● GESTELLTE AUFGABE:
Beantworte anhand des folgenden Textes über die Predigt zum Grundgesetz diese Fragen:
1. An welchen zwei Orten hielt Clemens Bieber die Predigt?
2. Wovor warnte er in der Predigt?
3. Was hat laut der These von Gerd Poppe die Mehrheit der ostdeutschen Wähler gewählt?

● TEXTAUSSCHNITT:
====================
Es braucht ein festes Fundament

Vor dem Hintergrund der biblischen Texte zum Dreifaltigkeitsfest blickte Domkapitular Clemens Bieber bei seiner Predigt am Vorabend in Wenighösbach und am Sonntag auf der Vogelsburg auf den 75. Jahrestag des Grundgesetzes der Bundesrepublik Deutschland. Er warnte vor kurzsichtigen Veränderungen im jeweiligen Zeitgeist und erinnerte an den Geist, in dem das Grundgesetz abgefasst ist. Von daher er die Verantwortung: „Als Christen sind wir in besonderer Weise gefordert, uns in diese Gesellschaft einzubringen.“

Die Predigt im Wortlaut:

„Die Mehrheit hat die D-Mark gewählt“, so die Überschrift zu einem Interview mit dem früheren DDR-Oppositionellen Gerd Poppe am vergangenen Donnerstag, dem 75. Jahrestag des Grundgesetztes der Bundesrepublik Deutschland. Die große Mehrheit der Bürgerbewegten in der DDR wünschte die Wiedervereinigung, allerdings wünschten sie sich eine neue Verfassung für das wiedervereinigte Deutschland. Doch die Mehrheit der ostdeutschen Wähler hatte, so die These von Gerd Poppe, nicht die Demokratie, sondern die D-Mark gewählt.
====================
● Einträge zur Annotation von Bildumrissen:
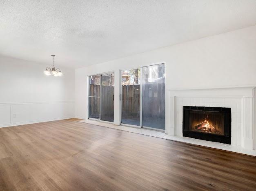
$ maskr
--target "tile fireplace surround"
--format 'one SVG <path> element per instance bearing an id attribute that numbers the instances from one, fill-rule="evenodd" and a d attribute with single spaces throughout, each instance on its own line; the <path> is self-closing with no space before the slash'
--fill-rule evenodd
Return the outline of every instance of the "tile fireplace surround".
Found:
<path id="1" fill-rule="evenodd" d="M 166 111 L 166 116 L 171 117 L 166 118 L 166 127 L 169 128 L 167 128 L 165 133 L 180 141 L 214 148 L 223 147 L 225 150 L 241 153 L 255 153 L 254 89 L 250 87 L 167 91 L 167 96 L 170 99 L 167 99 L 169 102 L 167 104 L 169 104 L 170 107 L 169 110 Z M 231 108 L 231 145 L 183 137 L 183 106 Z"/>

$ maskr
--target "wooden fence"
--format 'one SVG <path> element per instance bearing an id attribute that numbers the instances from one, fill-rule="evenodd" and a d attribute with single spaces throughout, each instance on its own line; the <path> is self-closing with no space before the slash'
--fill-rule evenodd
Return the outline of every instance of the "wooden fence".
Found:
<path id="1" fill-rule="evenodd" d="M 100 96 L 100 85 L 90 85 L 91 96 Z M 122 113 L 123 116 L 137 118 L 139 116 L 140 104 L 140 86 L 122 86 Z M 164 84 L 150 84 L 143 85 L 142 109 L 146 118 L 164 118 L 165 116 L 165 85 Z M 113 118 L 114 115 L 114 87 L 101 88 L 101 118 Z M 91 99 L 90 99 L 91 98 Z M 89 99 L 90 117 L 98 118 L 100 114 L 100 98 Z"/>

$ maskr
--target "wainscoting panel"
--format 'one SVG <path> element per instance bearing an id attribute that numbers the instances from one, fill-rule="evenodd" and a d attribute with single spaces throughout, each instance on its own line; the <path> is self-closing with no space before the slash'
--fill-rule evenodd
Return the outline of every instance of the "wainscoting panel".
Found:
<path id="1" fill-rule="evenodd" d="M 0 127 L 73 118 L 74 107 L 73 101 L 0 104 Z"/>
<path id="2" fill-rule="evenodd" d="M 0 125 L 11 123 L 10 105 L 0 105 Z"/>

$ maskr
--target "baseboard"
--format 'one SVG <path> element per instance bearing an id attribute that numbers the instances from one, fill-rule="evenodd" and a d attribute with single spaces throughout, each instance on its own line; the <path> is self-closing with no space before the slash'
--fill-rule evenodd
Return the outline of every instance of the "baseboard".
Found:
<path id="1" fill-rule="evenodd" d="M 18 126 L 18 125 L 22 125 L 28 124 L 33 124 L 34 123 L 41 123 L 42 122 L 47 122 L 49 121 L 57 121 L 58 120 L 70 119 L 71 118 L 75 118 L 75 116 L 70 116 L 63 117 L 62 118 L 44 119 L 44 120 L 36 120 L 36 121 L 27 121 L 25 122 L 22 122 L 21 123 L 9 124 L 0 125 L 0 128 L 7 127 L 9 127 Z"/>

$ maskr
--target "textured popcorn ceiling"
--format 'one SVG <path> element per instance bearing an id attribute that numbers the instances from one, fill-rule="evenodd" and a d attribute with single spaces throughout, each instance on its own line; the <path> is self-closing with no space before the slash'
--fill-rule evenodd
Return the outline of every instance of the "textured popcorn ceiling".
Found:
<path id="1" fill-rule="evenodd" d="M 255 0 L 0 0 L 0 54 L 77 68 L 255 25 L 256 10 Z"/>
====================
● ANTWORT ZUR AUFGABE:
1. Am Vorabend in Wenighösbach und am Sonntag auf der Vogelsburg.
2. Er warnte vor kurzsichtigen Veränderungen im jeweiligen Zeitgeist.
3. Nicht die Demokratie, sondern die D-Mark.